Text for analysis Start Marker
What are tied Embeddings

nlp

embeddings

pytorch

Minimal explanation of tied embeddings in language models with a compact real-model demo.

Published

September 17, 2025

Tied embeddings (or weight tying) is a small but powerful trick in language models. The idea is to use the same matrix for both the input token embedding and the output softmax layer. This reduces parameters and often improves perplexity.

The trick was introduced in 2017 (Press & Wolf; Inan et al.), and it was already applied in the original Attention Is All You Need Transformer.

Many popular models such as GPT-2 and BERT also use tied embeddings. However, not all open-source LLMs adopt this practice. For example, LLaMA and Mistral ship with tie_word_embeddings = False in their reference implementations.

A real example

To see tied embeddings in action, let’s look at TinyLlama 1.1B.
It is small enough to load on a laptop, but large enough that parameter savings are obvious.

First, we load the model as-is:

from transformers import AutoTokenizer, AutoModelForCausalLM
import torch

def count_params(model):
    return sum(p.numel() for p in model.parameters())

def count_unique_params(model):
    seen = set()
Text for analysis End Marker
### Problem set
#1 In the text on tied embeddings, which two models ship with tie_word_embeddings = False in their reference implementations?
#2 Continue the text on tied embeddings from the point where it stops.
The entries that follow the text come from a separate source.
Supplied information Start Marker
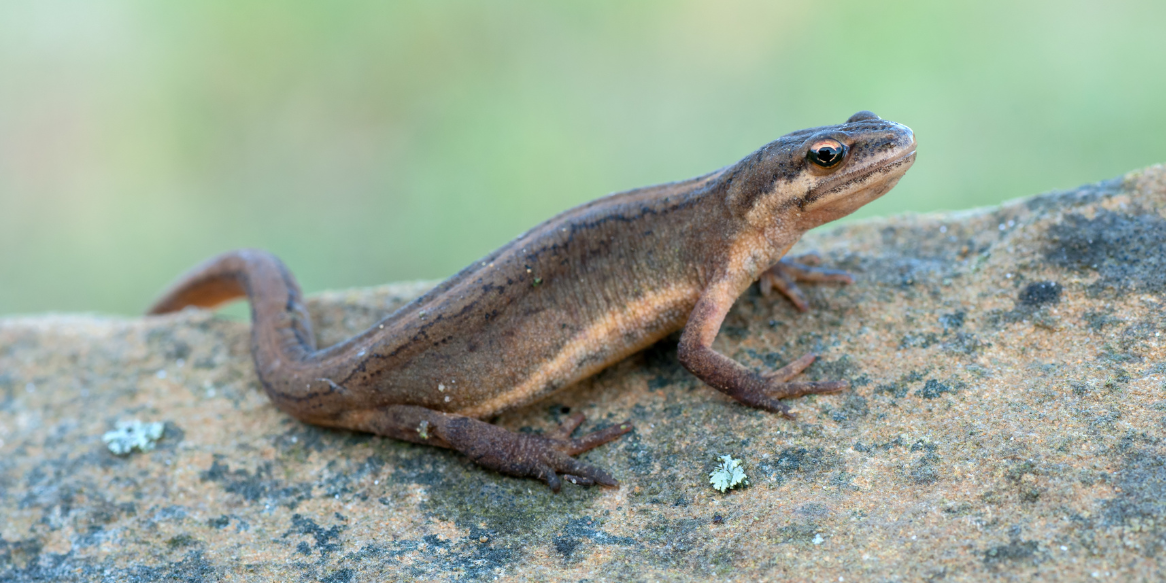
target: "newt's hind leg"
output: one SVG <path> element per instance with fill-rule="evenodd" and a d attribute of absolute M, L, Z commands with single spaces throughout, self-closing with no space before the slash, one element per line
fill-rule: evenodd
<path fill-rule="evenodd" d="M 817 267 L 822 260 L 814 254 L 782 259 L 761 274 L 758 283 L 761 295 L 768 297 L 774 289 L 789 298 L 799 311 L 809 311 L 806 294 L 798 288 L 799 281 L 814 283 L 854 283 L 855 279 L 847 272 Z"/>
<path fill-rule="evenodd" d="M 583 415 L 576 414 L 554 431 L 527 435 L 463 415 L 395 405 L 346 413 L 340 416 L 337 426 L 461 451 L 483 468 L 520 478 L 540 479 L 555 492 L 562 487 L 563 479 L 582 486 L 599 484 L 618 487 L 619 483 L 611 475 L 571 456 L 631 431 L 631 423 L 611 426 L 571 438 L 571 433 L 582 422 Z"/>

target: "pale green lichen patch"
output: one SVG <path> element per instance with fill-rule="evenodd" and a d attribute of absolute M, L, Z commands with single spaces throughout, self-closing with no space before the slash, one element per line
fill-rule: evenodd
<path fill-rule="evenodd" d="M 721 456 L 721 465 L 709 473 L 709 484 L 725 492 L 738 485 L 747 486 L 749 477 L 745 476 L 745 470 L 740 466 L 740 459 L 733 459 L 732 456 Z"/>
<path fill-rule="evenodd" d="M 110 448 L 114 455 L 125 456 L 138 451 L 149 451 L 154 444 L 162 438 L 163 426 L 161 422 L 142 423 L 141 421 L 119 421 L 117 429 L 106 431 L 101 436 L 105 447 Z"/>

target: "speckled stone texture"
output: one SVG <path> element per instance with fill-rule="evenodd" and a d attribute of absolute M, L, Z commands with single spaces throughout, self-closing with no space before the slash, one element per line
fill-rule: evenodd
<path fill-rule="evenodd" d="M 702 385 L 675 339 L 497 420 L 632 420 L 583 456 L 619 490 L 300 423 L 209 312 L 2 319 L 0 581 L 1166 578 L 1166 168 L 799 250 L 857 283 L 805 315 L 754 288 L 716 343 L 851 381 L 798 421 Z M 321 342 L 423 289 L 316 296 Z M 157 449 L 105 449 L 128 419 L 166 423 Z M 712 490 L 721 455 L 747 487 Z"/>

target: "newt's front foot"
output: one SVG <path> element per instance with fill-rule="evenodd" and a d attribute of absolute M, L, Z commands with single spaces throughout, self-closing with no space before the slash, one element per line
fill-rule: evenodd
<path fill-rule="evenodd" d="M 525 435 L 459 417 L 445 427 L 444 438 L 478 465 L 510 476 L 540 479 L 555 492 L 562 487 L 564 479 L 581 486 L 599 484 L 618 487 L 619 483 L 611 475 L 571 456 L 631 431 L 632 424 L 620 423 L 571 438 L 571 433 L 583 423 L 583 419 L 582 414 L 575 414 L 546 435 Z"/>
<path fill-rule="evenodd" d="M 777 265 L 763 273 L 758 280 L 761 295 L 768 297 L 777 289 L 788 297 L 799 311 L 809 311 L 809 302 L 806 300 L 806 294 L 798 288 L 796 282 L 842 285 L 855 282 L 855 279 L 849 273 L 817 267 L 820 262 L 821 259 L 813 253 L 778 261 Z"/>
Supplied information End Marker
### Answers for this exercise
#1 LLaMA and Mistral.

#2
    total = 0
    for p in model.parameters():
        ptr = p.data_ptr()
        if ptr not in seen:
            seen.add(ptr)
            total += p.numel()
    return total

def embeddings_share_storage(model):
    out = model.get_output_embeddings()
    inp = model.get_input_embeddings()
    return out is not None and inp is not None and out.weight.data_ptr() == inp.weight.data_ptr()

model_id = "TinyLlama/TinyLlama-1.1B-Chat-v1.0"

baseline = AutoModelForCausalLM.from_pretrained(model_id)
print("Baseline params:", count_params(baseline))
print("Unique params  :", count_unique_params(baseline))
print("Embeddings tied?", embeddings_share_storage(baseline))

Baseline params: 1100048384
Unique params  : 1100048384
Embeddings tied? False

By default the model loads with separate weights for the input embeddings and the output head. Conceptually the large vocabulary matrix exists twice. Frameworks can report similar totals when modules share a parameter, so we also report a unique parameter count to make the saving explicit.

Let’s now tie the embeddings and check the parameter counts again.

tied = AutoModelForCausalLM.from_pretrained(model_id)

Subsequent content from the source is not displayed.